• _Your goal_
Convert the data, starting at the line containing "[trace] every instance of the brown hill" and running through the last line, into a Markdown table with the columns Row and Data line, one numbered row per line and blank lines skipped.

• _Provided records_
• • • •
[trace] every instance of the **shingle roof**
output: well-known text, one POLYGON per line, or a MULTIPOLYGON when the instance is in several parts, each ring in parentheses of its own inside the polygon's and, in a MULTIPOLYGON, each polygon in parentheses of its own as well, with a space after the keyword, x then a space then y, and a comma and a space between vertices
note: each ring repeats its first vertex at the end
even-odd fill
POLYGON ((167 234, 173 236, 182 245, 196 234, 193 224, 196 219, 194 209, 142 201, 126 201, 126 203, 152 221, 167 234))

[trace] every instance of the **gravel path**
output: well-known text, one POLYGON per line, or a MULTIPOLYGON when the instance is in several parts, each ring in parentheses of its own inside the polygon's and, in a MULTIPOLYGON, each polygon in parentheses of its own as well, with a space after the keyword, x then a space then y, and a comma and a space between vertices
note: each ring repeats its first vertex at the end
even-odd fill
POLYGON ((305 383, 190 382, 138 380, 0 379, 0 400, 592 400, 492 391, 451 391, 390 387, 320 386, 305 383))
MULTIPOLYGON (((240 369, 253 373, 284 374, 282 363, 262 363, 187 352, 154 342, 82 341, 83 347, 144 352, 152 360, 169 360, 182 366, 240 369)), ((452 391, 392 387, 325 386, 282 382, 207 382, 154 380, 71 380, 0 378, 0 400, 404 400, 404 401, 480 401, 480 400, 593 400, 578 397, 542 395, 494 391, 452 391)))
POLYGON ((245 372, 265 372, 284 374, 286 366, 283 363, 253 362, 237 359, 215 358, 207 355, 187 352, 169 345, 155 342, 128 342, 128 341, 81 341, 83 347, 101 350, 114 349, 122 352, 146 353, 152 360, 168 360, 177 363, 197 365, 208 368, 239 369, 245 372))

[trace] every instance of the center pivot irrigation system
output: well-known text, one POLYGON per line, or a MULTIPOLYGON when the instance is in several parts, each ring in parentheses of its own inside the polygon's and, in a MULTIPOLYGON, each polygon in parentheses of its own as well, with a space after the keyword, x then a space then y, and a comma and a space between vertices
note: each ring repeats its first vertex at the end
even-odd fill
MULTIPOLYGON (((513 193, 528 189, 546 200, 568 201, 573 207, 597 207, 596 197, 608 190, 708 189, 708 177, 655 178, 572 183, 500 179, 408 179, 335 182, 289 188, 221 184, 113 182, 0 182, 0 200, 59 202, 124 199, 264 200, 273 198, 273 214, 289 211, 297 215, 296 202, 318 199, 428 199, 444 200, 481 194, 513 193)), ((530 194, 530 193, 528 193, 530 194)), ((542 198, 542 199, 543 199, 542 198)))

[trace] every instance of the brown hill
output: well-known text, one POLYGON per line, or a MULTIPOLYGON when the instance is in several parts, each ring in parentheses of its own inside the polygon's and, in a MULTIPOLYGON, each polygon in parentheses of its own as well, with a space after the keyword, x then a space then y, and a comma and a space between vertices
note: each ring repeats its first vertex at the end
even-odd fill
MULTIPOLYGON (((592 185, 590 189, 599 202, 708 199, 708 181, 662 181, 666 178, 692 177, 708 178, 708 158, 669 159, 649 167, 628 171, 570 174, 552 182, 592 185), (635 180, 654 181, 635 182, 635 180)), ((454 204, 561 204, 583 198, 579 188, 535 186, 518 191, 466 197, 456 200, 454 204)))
• • • •
• _Solved exercise_
| Row | Data line |
|---|---|
| 1 | [trace] every instance of the brown hill |
| 2 | output: well-known text, one POLYGON per line, or a MULTIPOLYGON when the instance is in several parts, each ring in parentheses of its own inside the polygon's and, in a MULTIPOLYGON, each polygon in parentheses of its own as well, with a space after the keyword, x then a space then y, and a comma and a space between vertices |
| 3 | note: each ring repeats its first vertex at the end |
| 4 | even-odd fill |
| 5 | MULTIPOLYGON (((592 185, 590 189, 599 202, 708 199, 708 181, 662 181, 666 178, 692 177, 708 178, 708 158, 669 159, 649 167, 628 171, 570 174, 552 182, 592 185), (635 180, 654 181, 635 182, 635 180)), ((454 204, 561 204, 583 198, 579 188, 535 186, 518 191, 466 197, 456 200, 454 204))) |